* _Listing_:
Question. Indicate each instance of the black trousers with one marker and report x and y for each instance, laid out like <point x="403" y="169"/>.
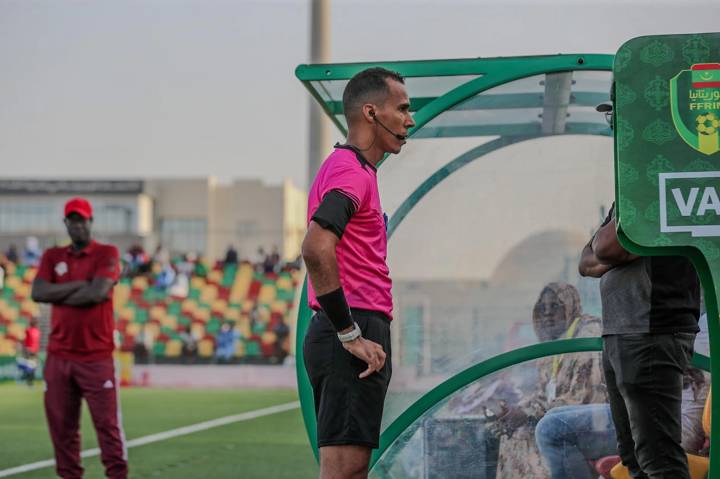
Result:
<point x="644" y="376"/>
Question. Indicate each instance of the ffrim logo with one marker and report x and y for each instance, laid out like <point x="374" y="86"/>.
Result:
<point x="690" y="203"/>
<point x="695" y="106"/>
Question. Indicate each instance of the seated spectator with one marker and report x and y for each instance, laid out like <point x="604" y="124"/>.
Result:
<point x="189" y="345"/>
<point x="201" y="267"/>
<point x="166" y="277"/>
<point x="11" y="254"/>
<point x="570" y="437"/>
<point x="136" y="260"/>
<point x="180" y="287"/>
<point x="30" y="350"/>
<point x="282" y="331"/>
<point x="231" y="256"/>
<point x="226" y="341"/>
<point x="161" y="255"/>
<point x="563" y="380"/>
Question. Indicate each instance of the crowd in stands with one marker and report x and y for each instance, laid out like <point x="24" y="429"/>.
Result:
<point x="180" y="308"/>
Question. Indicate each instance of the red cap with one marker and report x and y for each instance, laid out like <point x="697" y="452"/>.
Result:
<point x="80" y="206"/>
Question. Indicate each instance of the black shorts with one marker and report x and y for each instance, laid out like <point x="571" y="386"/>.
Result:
<point x="348" y="409"/>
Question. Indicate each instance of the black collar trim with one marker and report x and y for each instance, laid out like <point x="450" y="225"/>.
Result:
<point x="358" y="154"/>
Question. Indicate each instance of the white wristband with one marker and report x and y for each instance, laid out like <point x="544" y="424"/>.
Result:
<point x="351" y="336"/>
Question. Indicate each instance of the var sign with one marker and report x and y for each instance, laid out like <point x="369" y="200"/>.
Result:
<point x="690" y="202"/>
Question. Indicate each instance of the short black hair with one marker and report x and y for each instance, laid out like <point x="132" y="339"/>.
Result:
<point x="365" y="86"/>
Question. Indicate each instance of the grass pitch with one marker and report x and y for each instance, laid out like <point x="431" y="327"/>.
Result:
<point x="268" y="447"/>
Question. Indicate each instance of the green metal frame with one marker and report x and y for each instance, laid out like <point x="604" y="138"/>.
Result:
<point x="491" y="73"/>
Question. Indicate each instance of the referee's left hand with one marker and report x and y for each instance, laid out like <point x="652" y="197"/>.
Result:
<point x="370" y="352"/>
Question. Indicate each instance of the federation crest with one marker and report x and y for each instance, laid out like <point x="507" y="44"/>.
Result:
<point x="695" y="106"/>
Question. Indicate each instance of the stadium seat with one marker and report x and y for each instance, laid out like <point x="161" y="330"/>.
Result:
<point x="173" y="348"/>
<point x="206" y="348"/>
<point x="698" y="465"/>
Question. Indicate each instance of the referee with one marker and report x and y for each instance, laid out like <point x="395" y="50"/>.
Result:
<point x="347" y="346"/>
<point x="78" y="281"/>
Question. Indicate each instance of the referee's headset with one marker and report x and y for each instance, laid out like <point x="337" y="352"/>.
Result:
<point x="396" y="135"/>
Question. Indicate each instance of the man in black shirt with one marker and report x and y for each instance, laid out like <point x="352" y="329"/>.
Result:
<point x="650" y="313"/>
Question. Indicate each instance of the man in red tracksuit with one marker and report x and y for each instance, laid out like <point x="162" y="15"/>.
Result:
<point x="78" y="281"/>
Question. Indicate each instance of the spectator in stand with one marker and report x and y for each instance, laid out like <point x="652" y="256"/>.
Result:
<point x="259" y="261"/>
<point x="161" y="255"/>
<point x="282" y="331"/>
<point x="31" y="349"/>
<point x="269" y="264"/>
<point x="231" y="256"/>
<point x="166" y="277"/>
<point x="32" y="252"/>
<point x="201" y="268"/>
<point x="275" y="259"/>
<point x="11" y="254"/>
<point x="136" y="260"/>
<point x="226" y="341"/>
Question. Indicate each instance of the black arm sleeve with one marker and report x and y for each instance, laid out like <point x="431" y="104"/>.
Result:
<point x="334" y="212"/>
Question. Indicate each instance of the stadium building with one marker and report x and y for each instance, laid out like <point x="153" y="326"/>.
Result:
<point x="201" y="215"/>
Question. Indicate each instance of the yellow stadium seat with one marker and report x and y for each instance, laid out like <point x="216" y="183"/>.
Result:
<point x="215" y="276"/>
<point x="284" y="283"/>
<point x="152" y="330"/>
<point x="31" y="307"/>
<point x="7" y="348"/>
<point x="29" y="275"/>
<point x="278" y="307"/>
<point x="698" y="465"/>
<point x="244" y="327"/>
<point x="11" y="314"/>
<point x="173" y="348"/>
<point x="133" y="329"/>
<point x="169" y="321"/>
<point x="206" y="348"/>
<point x="267" y="293"/>
<point x="197" y="330"/>
<point x="233" y="314"/>
<point x="13" y="282"/>
<point x="268" y="337"/>
<point x="189" y="305"/>
<point x="157" y="313"/>
<point x="140" y="283"/>
<point x="127" y="314"/>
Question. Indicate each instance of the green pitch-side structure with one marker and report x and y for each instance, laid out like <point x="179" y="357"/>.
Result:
<point x="667" y="163"/>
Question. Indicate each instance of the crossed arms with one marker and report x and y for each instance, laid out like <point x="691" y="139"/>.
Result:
<point x="603" y="252"/>
<point x="72" y="293"/>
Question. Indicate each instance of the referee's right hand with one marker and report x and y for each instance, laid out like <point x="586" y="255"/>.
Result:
<point x="369" y="351"/>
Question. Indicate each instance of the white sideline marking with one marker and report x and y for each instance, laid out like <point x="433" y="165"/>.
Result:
<point x="161" y="436"/>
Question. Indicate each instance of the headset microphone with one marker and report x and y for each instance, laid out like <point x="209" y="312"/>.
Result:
<point x="396" y="135"/>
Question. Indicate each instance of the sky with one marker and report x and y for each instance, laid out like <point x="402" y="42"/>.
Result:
<point x="179" y="88"/>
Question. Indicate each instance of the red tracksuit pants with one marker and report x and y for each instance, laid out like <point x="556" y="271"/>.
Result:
<point x="66" y="383"/>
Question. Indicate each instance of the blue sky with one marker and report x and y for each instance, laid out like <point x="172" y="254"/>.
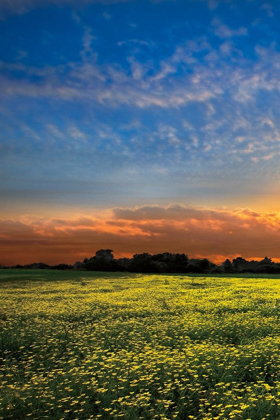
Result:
<point x="109" y="104"/>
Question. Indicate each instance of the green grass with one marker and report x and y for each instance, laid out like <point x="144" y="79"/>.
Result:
<point x="81" y="345"/>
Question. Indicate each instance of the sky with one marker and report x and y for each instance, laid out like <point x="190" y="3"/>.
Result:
<point x="139" y="126"/>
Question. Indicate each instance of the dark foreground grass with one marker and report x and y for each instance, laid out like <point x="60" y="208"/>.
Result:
<point x="83" y="345"/>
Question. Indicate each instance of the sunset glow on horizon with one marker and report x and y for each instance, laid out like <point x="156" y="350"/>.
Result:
<point x="139" y="126"/>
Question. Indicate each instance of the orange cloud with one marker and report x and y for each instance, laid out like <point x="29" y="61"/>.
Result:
<point x="214" y="233"/>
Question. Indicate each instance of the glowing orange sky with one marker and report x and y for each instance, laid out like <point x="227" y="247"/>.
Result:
<point x="202" y="232"/>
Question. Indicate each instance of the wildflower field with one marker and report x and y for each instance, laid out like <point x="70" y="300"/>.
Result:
<point x="85" y="345"/>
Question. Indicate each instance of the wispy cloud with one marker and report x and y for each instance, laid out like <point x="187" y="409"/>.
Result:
<point x="223" y="31"/>
<point x="215" y="233"/>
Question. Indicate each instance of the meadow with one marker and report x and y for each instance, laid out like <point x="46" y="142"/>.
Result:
<point x="89" y="345"/>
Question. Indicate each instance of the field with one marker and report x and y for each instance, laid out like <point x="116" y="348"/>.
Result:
<point x="85" y="345"/>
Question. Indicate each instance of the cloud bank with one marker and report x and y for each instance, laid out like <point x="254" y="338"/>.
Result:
<point x="214" y="233"/>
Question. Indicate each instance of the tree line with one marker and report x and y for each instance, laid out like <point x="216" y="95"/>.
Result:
<point x="162" y="263"/>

* _Written task_: Copy the rows word for word from the line with "Question. Indicate each instance of the glowing" through the last row.

* _Output for this task_:
Question. Indicate each instance of the glowing orange sky with one marker and report x and y for each instance, laid out like <point x="227" y="247"/>.
Result:
<point x="202" y="232"/>
Question. Indicate each instance of the wildflower field with one marker and report x and y for each instance, laid out like <point x="70" y="300"/>.
Result:
<point x="85" y="345"/>
Question. Indicate each instance of the wispy cloud with one marker and report x and y for each instance, laid out like <point x="187" y="409"/>.
Result:
<point x="223" y="31"/>
<point x="215" y="233"/>
Question. Indicate each instance of the meadow with one marker and report x and y for each instance, laid out like <point x="46" y="142"/>.
Result:
<point x="89" y="345"/>
Question. Indicate each instance of the field with one marker and report x and y for each instance, laid out like <point x="116" y="348"/>.
Result:
<point x="85" y="345"/>
Question. Indicate each instance of the cloud bank with one marker and report x and y for each instance, laid out like <point x="254" y="338"/>.
Result:
<point x="214" y="233"/>
Question. Indicate each instance of the tree line with one marker and report x and y for each instance, laid out like <point x="216" y="95"/>.
Result:
<point x="162" y="263"/>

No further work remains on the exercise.